= Data shown =
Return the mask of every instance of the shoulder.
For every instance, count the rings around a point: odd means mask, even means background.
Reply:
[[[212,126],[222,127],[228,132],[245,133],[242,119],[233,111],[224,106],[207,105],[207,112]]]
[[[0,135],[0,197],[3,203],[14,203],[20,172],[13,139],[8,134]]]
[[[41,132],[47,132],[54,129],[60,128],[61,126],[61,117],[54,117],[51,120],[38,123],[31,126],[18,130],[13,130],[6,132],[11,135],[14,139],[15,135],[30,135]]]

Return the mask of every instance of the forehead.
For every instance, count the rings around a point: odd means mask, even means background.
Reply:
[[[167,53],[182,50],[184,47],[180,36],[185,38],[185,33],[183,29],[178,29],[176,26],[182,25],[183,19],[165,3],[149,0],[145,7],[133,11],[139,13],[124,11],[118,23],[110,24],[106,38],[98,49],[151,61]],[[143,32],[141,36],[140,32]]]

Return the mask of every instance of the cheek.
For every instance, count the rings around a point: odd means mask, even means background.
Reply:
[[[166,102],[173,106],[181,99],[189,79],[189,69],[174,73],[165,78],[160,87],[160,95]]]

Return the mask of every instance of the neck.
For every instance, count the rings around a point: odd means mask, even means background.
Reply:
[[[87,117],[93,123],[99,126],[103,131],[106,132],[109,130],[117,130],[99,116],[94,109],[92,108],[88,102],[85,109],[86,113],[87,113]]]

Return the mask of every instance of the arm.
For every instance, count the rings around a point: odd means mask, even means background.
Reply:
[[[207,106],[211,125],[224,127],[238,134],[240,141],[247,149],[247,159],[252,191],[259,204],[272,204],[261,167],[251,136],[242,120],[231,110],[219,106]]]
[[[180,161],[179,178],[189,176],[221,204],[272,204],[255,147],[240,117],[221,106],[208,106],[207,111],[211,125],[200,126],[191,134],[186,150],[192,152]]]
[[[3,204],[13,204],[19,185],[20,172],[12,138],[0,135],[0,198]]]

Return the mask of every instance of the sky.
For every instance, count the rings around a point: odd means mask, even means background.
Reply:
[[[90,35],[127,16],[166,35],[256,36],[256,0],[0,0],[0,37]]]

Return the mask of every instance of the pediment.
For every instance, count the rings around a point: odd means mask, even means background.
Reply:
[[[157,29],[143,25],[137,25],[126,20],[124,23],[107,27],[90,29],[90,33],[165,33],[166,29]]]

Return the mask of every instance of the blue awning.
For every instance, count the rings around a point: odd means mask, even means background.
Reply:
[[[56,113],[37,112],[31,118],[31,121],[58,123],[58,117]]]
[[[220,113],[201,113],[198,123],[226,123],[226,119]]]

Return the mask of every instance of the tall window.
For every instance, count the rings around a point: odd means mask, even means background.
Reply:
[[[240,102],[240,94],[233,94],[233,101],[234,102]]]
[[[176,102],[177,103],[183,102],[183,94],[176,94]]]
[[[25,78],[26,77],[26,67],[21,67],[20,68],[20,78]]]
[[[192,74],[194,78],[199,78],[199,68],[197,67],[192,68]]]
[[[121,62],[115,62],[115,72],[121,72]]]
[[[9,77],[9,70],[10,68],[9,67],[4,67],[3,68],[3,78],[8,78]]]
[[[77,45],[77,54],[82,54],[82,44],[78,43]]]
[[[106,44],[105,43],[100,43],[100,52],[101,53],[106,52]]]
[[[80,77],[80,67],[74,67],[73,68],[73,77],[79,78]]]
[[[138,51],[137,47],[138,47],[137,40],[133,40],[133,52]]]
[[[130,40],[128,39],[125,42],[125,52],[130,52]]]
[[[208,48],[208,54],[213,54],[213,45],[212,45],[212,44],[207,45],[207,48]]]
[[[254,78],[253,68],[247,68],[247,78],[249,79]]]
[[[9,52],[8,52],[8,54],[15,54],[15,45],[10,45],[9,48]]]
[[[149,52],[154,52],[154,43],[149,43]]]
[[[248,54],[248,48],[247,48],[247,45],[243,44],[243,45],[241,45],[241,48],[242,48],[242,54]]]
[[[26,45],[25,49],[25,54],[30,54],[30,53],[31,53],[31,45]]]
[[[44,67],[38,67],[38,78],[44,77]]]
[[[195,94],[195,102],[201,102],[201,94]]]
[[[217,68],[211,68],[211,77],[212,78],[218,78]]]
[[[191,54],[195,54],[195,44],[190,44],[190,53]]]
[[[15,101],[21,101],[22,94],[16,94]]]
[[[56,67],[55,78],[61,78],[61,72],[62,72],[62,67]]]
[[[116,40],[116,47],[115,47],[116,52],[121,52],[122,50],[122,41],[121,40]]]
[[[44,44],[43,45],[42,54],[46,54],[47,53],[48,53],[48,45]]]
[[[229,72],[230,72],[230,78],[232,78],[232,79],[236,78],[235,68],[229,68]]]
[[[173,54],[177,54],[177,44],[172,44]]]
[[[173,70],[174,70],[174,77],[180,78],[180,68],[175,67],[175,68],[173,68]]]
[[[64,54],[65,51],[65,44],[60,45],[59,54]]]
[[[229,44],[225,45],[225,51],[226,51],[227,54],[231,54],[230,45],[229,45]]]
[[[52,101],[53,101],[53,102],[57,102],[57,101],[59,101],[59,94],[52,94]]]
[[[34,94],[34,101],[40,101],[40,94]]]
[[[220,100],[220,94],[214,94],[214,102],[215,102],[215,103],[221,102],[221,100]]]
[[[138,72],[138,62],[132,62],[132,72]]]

= Task description =
Please render all of the data above as a numbered list, leaving out the blank lines.

= Task output =
1. Return the mask of every instance of the shoulder.
2. For every instance, count the rings around a point: odd means mask, even means background.
3. Reply:
4. [[[212,126],[222,127],[228,132],[245,133],[242,119],[233,111],[224,106],[207,105],[207,112]]]
5. [[[0,135],[0,197],[3,203],[14,203],[20,172],[13,139],[8,134]]]
6. [[[41,132],[47,132],[54,129],[60,128],[61,126],[61,117],[54,117],[51,120],[38,123],[31,126],[18,130],[13,130],[6,132],[11,135],[14,139],[15,135],[30,135]]]
7. Return the mask of every instance of the forehead.
8. For every instance, count the rings around a point: odd means mask, even means background.
9. Reply:
10. [[[167,53],[182,50],[184,47],[180,36],[185,38],[185,33],[183,29],[178,29],[176,26],[182,25],[183,19],[165,3],[149,0],[145,7],[133,11],[139,13],[124,11],[118,23],[110,24],[106,38],[98,49],[151,61]],[[143,32],[141,36],[140,32]]]
11. Return the mask of every instance of the cheek.
12. For every instance, count the rings around a point: odd means mask, even means background.
13. Reply:
14. [[[166,102],[173,106],[181,99],[189,79],[189,69],[174,73],[165,78],[160,87],[160,95]]]
15. Return the mask of every instance of the neck.
16. For every instance, count the rings around a point: odd means mask, even means background.
17. Reply:
18. [[[87,117],[93,123],[99,126],[103,131],[106,132],[109,130],[117,130],[99,116],[94,109],[92,108],[88,102],[85,109],[86,113],[87,113]]]
19. Return the mask of every instance of the arm.
20. For every instance, count the rings around a point: odd means mask, even means background.
21. Reply:
22. [[[207,106],[211,125],[224,127],[238,134],[240,141],[247,149],[247,159],[252,191],[259,204],[272,204],[261,167],[251,136],[242,120],[231,110],[219,106]]]
23. [[[180,161],[179,178],[189,176],[221,204],[272,204],[255,147],[240,117],[221,106],[208,106],[207,111],[211,125],[200,126],[191,134],[186,150],[192,152]]]
24. [[[3,204],[13,204],[19,185],[20,172],[12,138],[0,135],[0,198]]]
25. Return the mask of every instance of the sky.
26. For every instance, count the rings around a point: odd means mask, even means background.
27. Reply:
28. [[[90,35],[127,16],[166,35],[256,36],[256,0],[0,0],[0,37]]]
29. Return the mask of every instance of the pediment.
30. For every instance, count the rings around a point: odd means mask, even means background.
31. Reply:
32. [[[157,29],[143,25],[137,25],[126,20],[124,23],[107,27],[90,29],[90,33],[165,33],[166,29]]]
33. Return the mask of every instance of the blue awning.
34. For every instance, count the rings around a point: odd means mask, even means background.
35. Reply:
36. [[[56,113],[37,112],[31,118],[31,121],[58,123],[58,117]]]
37. [[[220,113],[201,113],[198,123],[226,123],[226,119]]]
38. Return the mask of every instance of the tall window.
39. For every instance, count the rings around a point: odd means mask, even means background.
40. Reply:
41. [[[240,102],[240,94],[233,94],[233,101],[234,102]]]
42. [[[176,102],[177,103],[183,102],[183,94],[176,94]]]
43. [[[25,78],[26,77],[26,67],[21,67],[20,68],[20,78]]]
44. [[[192,74],[194,78],[199,78],[199,68],[197,67],[192,68]]]
45. [[[121,62],[115,62],[115,72],[121,72]]]
46. [[[9,77],[9,70],[10,68],[9,67],[4,67],[3,68],[3,78],[8,78]]]
47. [[[77,45],[77,54],[82,54],[82,44],[78,43]]]
48. [[[106,44],[105,43],[100,43],[100,52],[101,53],[106,52]]]
49. [[[80,77],[80,67],[74,67],[73,68],[73,77],[79,78]]]
50. [[[138,51],[137,47],[138,47],[137,40],[133,40],[133,52]]]
51. [[[130,40],[128,39],[125,42],[125,52],[130,52]]]
52. [[[208,48],[208,54],[213,54],[213,45],[212,45],[212,44],[207,45],[207,48]]]
53. [[[254,78],[253,68],[247,68],[247,78],[249,79]]]
54. [[[9,52],[8,52],[8,54],[15,54],[15,45],[10,45],[9,48]]]
55. [[[149,52],[154,52],[154,43],[149,43]]]
56. [[[248,54],[248,48],[247,48],[247,45],[243,44],[243,45],[241,45],[241,48],[242,48],[242,54]]]
57. [[[26,45],[25,49],[25,54],[30,54],[30,53],[31,53],[31,45]]]
58. [[[44,67],[38,67],[38,78],[44,77]]]
59. [[[195,94],[195,102],[201,102],[201,94]]]
60. [[[217,68],[211,68],[211,77],[212,78],[218,78]]]
61. [[[191,54],[195,54],[195,44],[190,44],[190,53]]]
62. [[[15,101],[21,101],[22,94],[16,94]]]
63. [[[56,67],[55,78],[61,78],[61,72],[62,72],[62,67]]]
64. [[[116,40],[116,47],[115,47],[116,52],[121,52],[122,50],[122,41],[121,40]]]
65. [[[44,44],[43,45],[42,54],[46,54],[47,53],[48,53],[48,45]]]
66. [[[229,72],[230,72],[230,78],[232,78],[232,79],[236,78],[235,68],[229,68]]]
67. [[[173,54],[177,54],[177,44],[172,44]]]
68. [[[173,70],[174,70],[174,77],[180,78],[180,68],[175,67],[175,68],[173,68]]]
69. [[[64,54],[65,51],[65,44],[60,45],[59,54]]]
70. [[[229,44],[225,45],[225,51],[226,51],[227,54],[231,54],[230,45],[229,45]]]
71. [[[52,101],[53,101],[53,102],[57,102],[57,101],[59,101],[59,94],[52,94]]]
72. [[[34,94],[34,101],[40,101],[40,94]]]
73. [[[220,100],[220,94],[214,94],[214,102],[215,102],[215,103],[221,102],[221,100]]]
74. [[[138,72],[138,62],[132,62],[132,72]]]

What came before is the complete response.